PROMPT A:
Retype the nerve injury abstract from "Current management of" to "traumatic nerve injury.".
PROMPT B:
According to the nerve injury abstract, over what span of time after injury were the denervated muscles biopsied?
PROMPT C:
Does each statement agree with the nerve injury abstract? Answer yes or no for each, and quote the words that decide it.
(i) The muscle specimens were viewed using confocal and two-photon excitation microscopy.
(ii) MEP volume grew larger as deltoid muscle denervation time increased.
(iii) Intact MEPs were found in patients who had presented more than 3 years after nerve injury.

*** TEXT EXCERPT ***

Current management of traumatic peripheral nerve injuries is variable with operative decisions based on assumptions that irreversible degeneration of the human motor endplate (MEP) follows prolonged denervation and precludes reinnervation. However, the mechanism and time course of MEP changes after human peripheral nerve injury have not been investigated. Consequently, there are no objective measures by which to determine the probability of spontaneous recovery and the optimal timing of surgical intervention. To improve guidance for such decisions, the aim of this study was to characterize morphological changes at the human MEP following traumatic nerve injury.

METHODS

A prospective cohort (here analyzed retrospectively) of 18 patients with traumatic brachial plexus and axillary nerve injuries underwent biopsy of denervated muscles from the upper extremity from 3 days to 6 years after injury. Muscle specimens were processed for H & E staining and immunohistochemistry, with visualization via confocal and two-photon excitation microscopy.

RESULTS

Immunohistochemical analysis demonstrated varying degrees of fragmentation and acetylcholine receptor dispersion in denervated muscles. Comparison of denervated muscles at different times postinjury revealed progressively increasing degeneration. Linear regression analysis of 3D reconstructions revealed significant linear decreases in MEP volume (R = −0.92, R2 = 0.85, p = 0.001) and surface area (R = −0.75, R2 = 0.56, p = 0.032) as deltoid muscle denervation time increased. Surprisingly, innervated and structurally intact MEPs persisted in denervated muscle specimens from multiple patients 6 or more months after nerve injury, including 2 patients who had presented > 3 years after nerve injury.

CONCLUSIONS

This study details novel and critically important data about the morphology and temporal sequence of events involved in human MEP degradation after traumatic nerve injuries. Surprisingly, human MEPs not only persisted, but also retained their structures beyond the assumed 6-month window for therapeutic surgical intervention based on previous clinical studies. Preoperative muscle biopsy in patients being considered for nerve transfer may be a useful prognostic tool to determine MEP viability in denervated muscle, with surviving MEPs also being targets for adjuvant therapy.

*** INPUT DATA ***

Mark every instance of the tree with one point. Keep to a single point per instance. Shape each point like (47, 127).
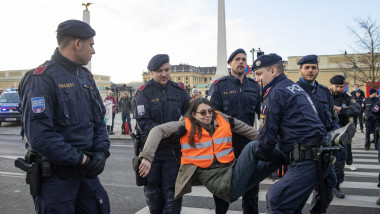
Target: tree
(364, 64)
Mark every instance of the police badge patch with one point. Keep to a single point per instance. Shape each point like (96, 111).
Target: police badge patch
(38, 104)
(140, 110)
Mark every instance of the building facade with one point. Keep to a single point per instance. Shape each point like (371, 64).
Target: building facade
(11, 79)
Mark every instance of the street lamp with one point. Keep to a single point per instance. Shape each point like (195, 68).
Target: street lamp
(354, 68)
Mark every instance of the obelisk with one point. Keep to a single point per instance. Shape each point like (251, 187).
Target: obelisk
(86, 18)
(221, 68)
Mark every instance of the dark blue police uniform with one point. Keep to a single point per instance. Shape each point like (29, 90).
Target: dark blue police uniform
(157, 104)
(288, 118)
(63, 117)
(323, 101)
(240, 100)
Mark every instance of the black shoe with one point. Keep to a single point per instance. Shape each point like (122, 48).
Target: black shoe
(338, 193)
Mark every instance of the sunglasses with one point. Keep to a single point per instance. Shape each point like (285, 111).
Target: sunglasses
(204, 112)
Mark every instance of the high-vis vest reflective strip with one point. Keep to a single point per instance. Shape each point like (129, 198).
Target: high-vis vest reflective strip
(219, 145)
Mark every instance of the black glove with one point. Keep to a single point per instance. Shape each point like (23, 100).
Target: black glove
(263, 156)
(95, 163)
(175, 136)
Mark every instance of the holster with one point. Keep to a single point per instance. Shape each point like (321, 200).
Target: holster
(140, 181)
(302, 152)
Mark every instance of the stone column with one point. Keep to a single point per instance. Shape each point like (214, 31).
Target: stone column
(86, 18)
(221, 68)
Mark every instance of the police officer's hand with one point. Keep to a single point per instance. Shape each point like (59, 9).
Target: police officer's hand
(263, 156)
(96, 164)
(144, 167)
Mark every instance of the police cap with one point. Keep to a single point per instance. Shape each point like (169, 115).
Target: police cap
(266, 60)
(311, 59)
(372, 90)
(76, 28)
(338, 80)
(237, 51)
(157, 61)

***

TASK SOLUTION A:
Current management of traumatic peripheral nerve injuries is variable with operative decisions based on assumptions that irreversible degeneration of the human motor endplate (MEP) follows prolonged denervation and precludes reinnervation. However, the mechanism and time course of MEP changes after human peripheral nerve injury have not been investigated. Consequently, there are no objective measures by which to determine the probability of spontaneous recovery and the optimal timing of surgical intervention. To improve guidance for such decisions, the aim of this study was to characterize morphological changes at the human MEP following traumatic nerve injury.

TASK SOLUTION B:
From 3 days to 6 years after injury.

TASK SOLUTION C:
(i) Yes: "with visualization via confocal and two-photon excitation microscopy"
(ii) No: "significant linear decreases in MEP volume"
(iii) Yes: "including 2 patients who had presented > 3 years after nerve injury"